Records from a point-labeling set:
* * *
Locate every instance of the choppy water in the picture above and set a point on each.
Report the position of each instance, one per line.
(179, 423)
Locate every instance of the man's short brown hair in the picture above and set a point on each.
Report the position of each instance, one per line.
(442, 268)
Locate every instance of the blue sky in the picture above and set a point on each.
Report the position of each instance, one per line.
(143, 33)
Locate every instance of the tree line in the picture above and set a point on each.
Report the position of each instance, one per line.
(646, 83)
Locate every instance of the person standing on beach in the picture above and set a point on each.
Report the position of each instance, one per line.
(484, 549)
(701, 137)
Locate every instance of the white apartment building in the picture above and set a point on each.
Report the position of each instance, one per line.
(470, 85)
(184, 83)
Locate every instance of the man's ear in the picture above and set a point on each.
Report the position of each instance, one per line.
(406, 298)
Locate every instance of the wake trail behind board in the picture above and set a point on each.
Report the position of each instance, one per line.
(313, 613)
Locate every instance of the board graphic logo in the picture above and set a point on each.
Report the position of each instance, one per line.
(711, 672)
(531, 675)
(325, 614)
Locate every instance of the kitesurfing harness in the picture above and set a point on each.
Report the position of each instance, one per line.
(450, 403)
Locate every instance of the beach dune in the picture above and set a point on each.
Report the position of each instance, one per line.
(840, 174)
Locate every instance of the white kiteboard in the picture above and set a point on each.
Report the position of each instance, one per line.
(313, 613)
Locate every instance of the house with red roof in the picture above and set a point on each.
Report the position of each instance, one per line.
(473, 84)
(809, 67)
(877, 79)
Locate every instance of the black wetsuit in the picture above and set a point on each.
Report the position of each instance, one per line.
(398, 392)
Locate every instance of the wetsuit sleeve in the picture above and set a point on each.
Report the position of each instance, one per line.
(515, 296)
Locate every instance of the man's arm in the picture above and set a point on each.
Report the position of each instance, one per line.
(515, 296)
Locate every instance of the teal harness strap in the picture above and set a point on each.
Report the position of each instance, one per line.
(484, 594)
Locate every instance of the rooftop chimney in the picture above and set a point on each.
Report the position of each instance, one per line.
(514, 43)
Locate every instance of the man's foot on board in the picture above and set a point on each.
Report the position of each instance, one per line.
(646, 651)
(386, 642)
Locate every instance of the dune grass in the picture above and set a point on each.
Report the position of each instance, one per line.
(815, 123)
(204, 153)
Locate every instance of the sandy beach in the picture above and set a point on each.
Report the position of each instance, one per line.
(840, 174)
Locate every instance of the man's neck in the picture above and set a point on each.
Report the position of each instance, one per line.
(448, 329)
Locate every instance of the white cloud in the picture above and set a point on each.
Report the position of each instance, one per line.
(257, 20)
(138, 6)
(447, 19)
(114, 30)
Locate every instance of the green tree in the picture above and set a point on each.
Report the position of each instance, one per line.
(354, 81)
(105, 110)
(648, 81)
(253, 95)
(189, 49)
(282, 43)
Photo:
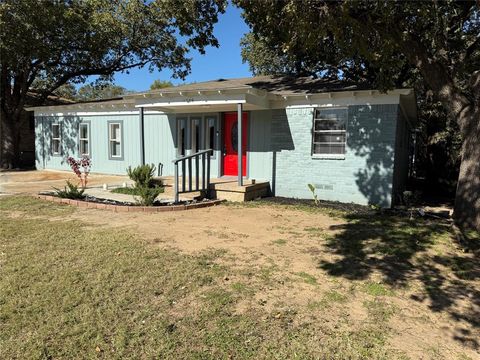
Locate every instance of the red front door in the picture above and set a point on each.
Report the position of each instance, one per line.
(230, 145)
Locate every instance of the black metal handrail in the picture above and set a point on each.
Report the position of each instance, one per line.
(186, 162)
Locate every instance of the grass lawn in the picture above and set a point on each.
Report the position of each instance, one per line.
(70, 288)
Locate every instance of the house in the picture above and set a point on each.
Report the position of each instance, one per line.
(350, 142)
(26, 130)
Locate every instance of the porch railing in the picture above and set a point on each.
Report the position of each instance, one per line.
(183, 167)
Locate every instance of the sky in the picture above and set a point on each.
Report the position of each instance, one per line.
(222, 62)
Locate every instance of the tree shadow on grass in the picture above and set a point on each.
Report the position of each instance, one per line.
(405, 251)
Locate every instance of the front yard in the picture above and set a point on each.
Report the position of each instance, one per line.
(256, 280)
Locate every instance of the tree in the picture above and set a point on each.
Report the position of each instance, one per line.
(60, 42)
(160, 84)
(383, 43)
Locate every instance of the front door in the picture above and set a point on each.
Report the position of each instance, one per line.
(230, 145)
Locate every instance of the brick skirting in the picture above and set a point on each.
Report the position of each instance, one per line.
(124, 208)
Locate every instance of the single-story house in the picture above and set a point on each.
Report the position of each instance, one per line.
(350, 142)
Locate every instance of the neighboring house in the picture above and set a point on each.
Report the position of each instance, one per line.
(350, 142)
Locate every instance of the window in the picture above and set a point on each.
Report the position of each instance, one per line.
(181, 137)
(195, 133)
(210, 133)
(56, 140)
(84, 139)
(115, 140)
(329, 132)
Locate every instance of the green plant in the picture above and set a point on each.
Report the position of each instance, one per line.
(70, 191)
(142, 175)
(315, 197)
(146, 196)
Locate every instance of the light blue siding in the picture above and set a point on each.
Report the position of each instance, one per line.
(279, 150)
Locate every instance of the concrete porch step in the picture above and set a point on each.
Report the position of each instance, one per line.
(225, 188)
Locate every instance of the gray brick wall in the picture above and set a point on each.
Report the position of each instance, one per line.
(364, 176)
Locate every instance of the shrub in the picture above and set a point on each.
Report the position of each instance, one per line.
(70, 191)
(146, 195)
(134, 191)
(142, 175)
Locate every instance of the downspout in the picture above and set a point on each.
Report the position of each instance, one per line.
(142, 136)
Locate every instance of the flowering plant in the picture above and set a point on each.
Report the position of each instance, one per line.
(81, 167)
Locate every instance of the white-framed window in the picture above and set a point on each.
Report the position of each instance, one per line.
(56, 140)
(195, 134)
(329, 135)
(181, 129)
(115, 140)
(84, 139)
(210, 133)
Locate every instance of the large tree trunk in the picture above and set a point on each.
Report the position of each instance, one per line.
(467, 198)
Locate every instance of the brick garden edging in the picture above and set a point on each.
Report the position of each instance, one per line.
(124, 208)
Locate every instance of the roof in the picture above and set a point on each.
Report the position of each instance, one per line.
(278, 85)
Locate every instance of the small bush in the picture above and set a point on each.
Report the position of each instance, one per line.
(142, 175)
(70, 191)
(147, 196)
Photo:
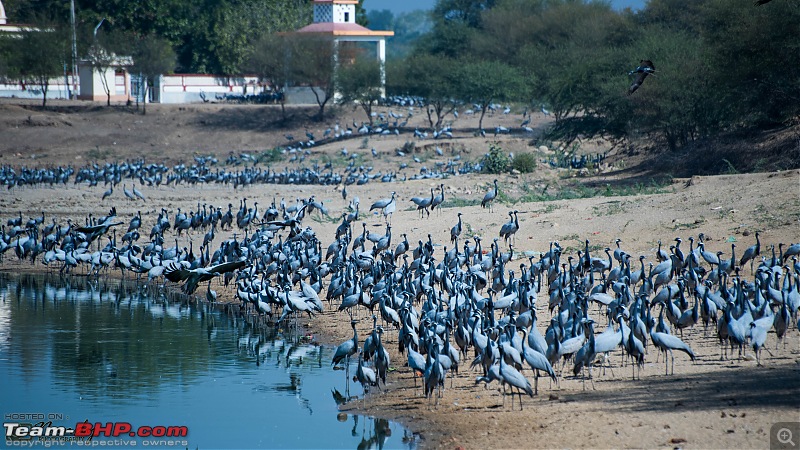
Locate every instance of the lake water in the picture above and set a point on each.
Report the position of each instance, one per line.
(73, 351)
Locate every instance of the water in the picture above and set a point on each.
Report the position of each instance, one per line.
(77, 351)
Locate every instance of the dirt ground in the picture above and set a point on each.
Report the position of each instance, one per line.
(706, 404)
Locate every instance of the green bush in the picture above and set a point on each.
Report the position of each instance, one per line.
(524, 162)
(496, 161)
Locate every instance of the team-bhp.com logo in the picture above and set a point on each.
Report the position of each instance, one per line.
(85, 432)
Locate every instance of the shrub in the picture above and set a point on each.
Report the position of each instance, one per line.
(496, 161)
(524, 162)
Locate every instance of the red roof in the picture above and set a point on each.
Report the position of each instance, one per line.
(342, 29)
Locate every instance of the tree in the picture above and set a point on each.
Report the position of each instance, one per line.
(152, 57)
(360, 82)
(432, 78)
(312, 65)
(483, 82)
(270, 59)
(38, 56)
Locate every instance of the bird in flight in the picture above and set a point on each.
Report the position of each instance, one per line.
(645, 68)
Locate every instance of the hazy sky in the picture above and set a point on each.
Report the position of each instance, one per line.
(398, 6)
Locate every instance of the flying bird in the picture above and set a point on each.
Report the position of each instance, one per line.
(645, 68)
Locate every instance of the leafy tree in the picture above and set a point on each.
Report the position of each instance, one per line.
(152, 57)
(38, 56)
(360, 82)
(271, 60)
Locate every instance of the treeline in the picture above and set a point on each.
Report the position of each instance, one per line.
(720, 64)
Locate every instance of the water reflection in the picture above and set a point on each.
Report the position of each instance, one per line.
(108, 352)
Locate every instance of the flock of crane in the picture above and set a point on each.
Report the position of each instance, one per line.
(444, 308)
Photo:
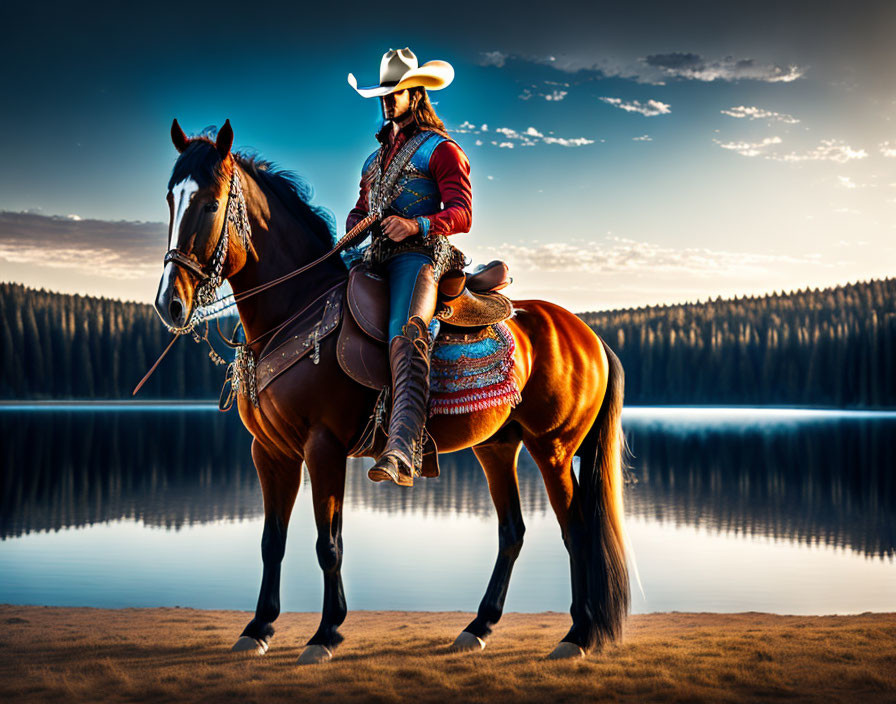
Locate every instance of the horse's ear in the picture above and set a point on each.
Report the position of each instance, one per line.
(178, 137)
(225, 140)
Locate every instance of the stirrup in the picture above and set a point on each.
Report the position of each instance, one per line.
(388, 468)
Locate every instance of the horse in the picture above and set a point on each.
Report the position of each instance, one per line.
(570, 382)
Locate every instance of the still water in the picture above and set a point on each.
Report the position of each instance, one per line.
(727, 510)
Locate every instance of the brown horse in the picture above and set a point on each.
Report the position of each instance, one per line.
(571, 385)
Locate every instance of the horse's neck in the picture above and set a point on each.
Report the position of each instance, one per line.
(281, 246)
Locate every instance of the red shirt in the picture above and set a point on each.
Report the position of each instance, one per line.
(450, 168)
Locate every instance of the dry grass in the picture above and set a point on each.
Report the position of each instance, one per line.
(158, 655)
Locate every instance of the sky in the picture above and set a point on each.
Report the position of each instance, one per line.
(622, 154)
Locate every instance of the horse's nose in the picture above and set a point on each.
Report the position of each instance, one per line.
(176, 312)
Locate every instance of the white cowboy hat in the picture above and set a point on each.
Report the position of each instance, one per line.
(399, 70)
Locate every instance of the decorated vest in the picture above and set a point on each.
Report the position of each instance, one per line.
(416, 191)
(406, 187)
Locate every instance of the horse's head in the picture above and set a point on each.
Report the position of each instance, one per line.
(207, 226)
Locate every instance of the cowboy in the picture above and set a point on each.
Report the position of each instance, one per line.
(419, 182)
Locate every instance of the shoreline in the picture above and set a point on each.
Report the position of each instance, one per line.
(181, 654)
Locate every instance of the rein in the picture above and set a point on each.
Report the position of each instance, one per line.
(211, 280)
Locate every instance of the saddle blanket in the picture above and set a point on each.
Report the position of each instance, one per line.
(470, 375)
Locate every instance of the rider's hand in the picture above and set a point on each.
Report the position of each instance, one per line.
(397, 228)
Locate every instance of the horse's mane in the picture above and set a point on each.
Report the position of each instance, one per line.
(201, 161)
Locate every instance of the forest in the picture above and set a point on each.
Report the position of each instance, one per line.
(833, 347)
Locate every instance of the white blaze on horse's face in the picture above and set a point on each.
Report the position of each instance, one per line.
(182, 194)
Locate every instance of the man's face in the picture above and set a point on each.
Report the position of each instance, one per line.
(396, 105)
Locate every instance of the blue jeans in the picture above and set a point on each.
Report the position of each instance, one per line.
(402, 271)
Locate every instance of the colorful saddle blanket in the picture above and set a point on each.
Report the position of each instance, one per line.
(472, 372)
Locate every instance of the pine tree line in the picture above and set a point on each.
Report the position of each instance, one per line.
(61, 346)
(833, 347)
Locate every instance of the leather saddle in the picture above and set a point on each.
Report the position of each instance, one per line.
(468, 302)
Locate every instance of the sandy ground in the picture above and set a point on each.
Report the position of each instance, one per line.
(158, 655)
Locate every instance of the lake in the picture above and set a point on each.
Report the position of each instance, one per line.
(728, 510)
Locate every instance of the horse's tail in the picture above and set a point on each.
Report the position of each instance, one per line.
(600, 480)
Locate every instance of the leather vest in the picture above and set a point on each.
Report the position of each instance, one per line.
(416, 194)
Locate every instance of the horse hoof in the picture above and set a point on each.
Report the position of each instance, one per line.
(246, 644)
(566, 650)
(466, 642)
(314, 654)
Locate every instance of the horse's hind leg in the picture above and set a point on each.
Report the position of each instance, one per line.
(326, 464)
(554, 459)
(280, 479)
(498, 457)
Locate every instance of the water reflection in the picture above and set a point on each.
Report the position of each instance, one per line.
(827, 480)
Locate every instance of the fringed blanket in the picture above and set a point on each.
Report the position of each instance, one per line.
(469, 375)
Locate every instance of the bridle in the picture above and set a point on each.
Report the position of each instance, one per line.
(210, 279)
(211, 276)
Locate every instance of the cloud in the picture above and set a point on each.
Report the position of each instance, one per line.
(551, 94)
(828, 150)
(492, 58)
(648, 109)
(510, 138)
(695, 67)
(657, 69)
(754, 113)
(113, 249)
(749, 148)
(622, 255)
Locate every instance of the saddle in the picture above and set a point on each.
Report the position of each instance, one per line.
(359, 310)
(467, 303)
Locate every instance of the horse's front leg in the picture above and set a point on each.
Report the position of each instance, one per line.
(280, 479)
(326, 459)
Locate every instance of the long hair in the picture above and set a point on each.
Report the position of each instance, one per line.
(424, 113)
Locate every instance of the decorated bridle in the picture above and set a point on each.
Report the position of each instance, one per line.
(211, 276)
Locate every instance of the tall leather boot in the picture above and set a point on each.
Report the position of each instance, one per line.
(409, 359)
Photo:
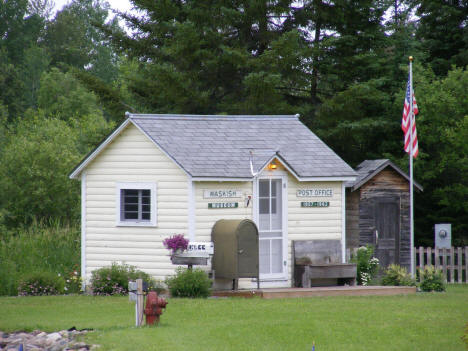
* * *
Filter the listing above, copying out every line that contains the word "ground".

Written answer:
Locate every instance of the dirt ground in the picture above and set a point on each.
Locate every instance of the sandy ground in the picture above and set a point on each.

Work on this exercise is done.